Recent versions of fontconfig seem to handle the "SuperOTC" giants pretty well too, so you may look into that as long as you aren't something old like Debian. There's even a Noto/Source combination experiment made by Ken Lunde: since Noto CJK is just another way you spell Source Han, why not put them in the same file? [1]

[1]: https://github.com/adobe-fonts/source-han-super-otc

Comment 10 Mingye Wang 2018-01-01 00:20:22 UTC
I am suggesting the grouped-by-weights TTCs largely because you don't get a lot to reuse grouping stuff across weights, at least not before those variable font interpolation magic becomes common. Among different variants of the same weight the savings become significant though: all eight of NotoSans{,Mono}CJK{sc,tc,kr,jp}-Regular.otf are around 15.7 MB each, but grouped up into NotoSansCJK-Regular.ttc they only take up 17.9 MB of space. The SuperOTC (NotoSansCJK.ttc.zip) takes up 110 MB inflated, roughly the sum of all the weight-grouped TTCs.

• _Supplied data_:
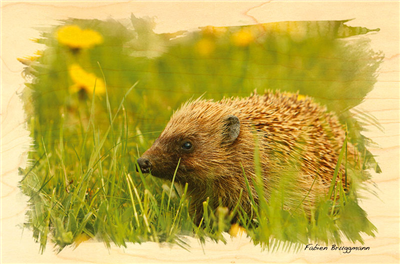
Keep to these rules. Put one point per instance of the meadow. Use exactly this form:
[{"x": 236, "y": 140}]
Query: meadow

• _What you will do_:
A - For the Noto CJK text, decide whether each statement agrees with it: (i) each of the eight Regular OTF files is about 15.7 MB; (ii) the SuperOTC takes up 17.9 MB inflated; (iii) the Noto/Source combination experiment was made by Ken Lunde. Answer yes or no for each, quoting the deciding words of the text.
B - Repeat word for word the stretch of the Noto CJK text from "[1]: https://github.com/adobe-fonts/source-han-super-otc" through "the weight-grouped TTCs.".

• _Solution list_:
A -
(i) Yes: "all eight of NotoSans{,Mono}CJK{sc,tc,kr,jp}-Regular.otf are around 15.7 MB each"
(ii) No: "The SuperOTC (NotoSansCJK.ttc.zip) takes up 110 MB inflated"
(iii) Yes: "There's even a Noto/Source combination experiment made by Ken Lunde"

B -
[1]: https://github.com/adobe-fonts/source-han-super-otc

Comment 10 Mingye Wang 2018-01-01 00:20:22 UTC
I am suggesting the grouped-by-weights TTCs largely because you don't get a lot to reuse grouping stuff across weights, at least not before those variable font interpolation magic becomes common. Among different variants of the same weight the savings become significant though: all eight of NotoSans{,Mono}CJK{sc,tc,kr,jp}-Regular.otf are around 15.7 MB each, but grouped up into NotoSansCJK-Regular.ttc they only take up 17.9 MB of space. The SuperOTC (NotoSansCJK.ttc.zip) takes up 110 MB inflated, roughly the sum of all the weight-grouped TTCs.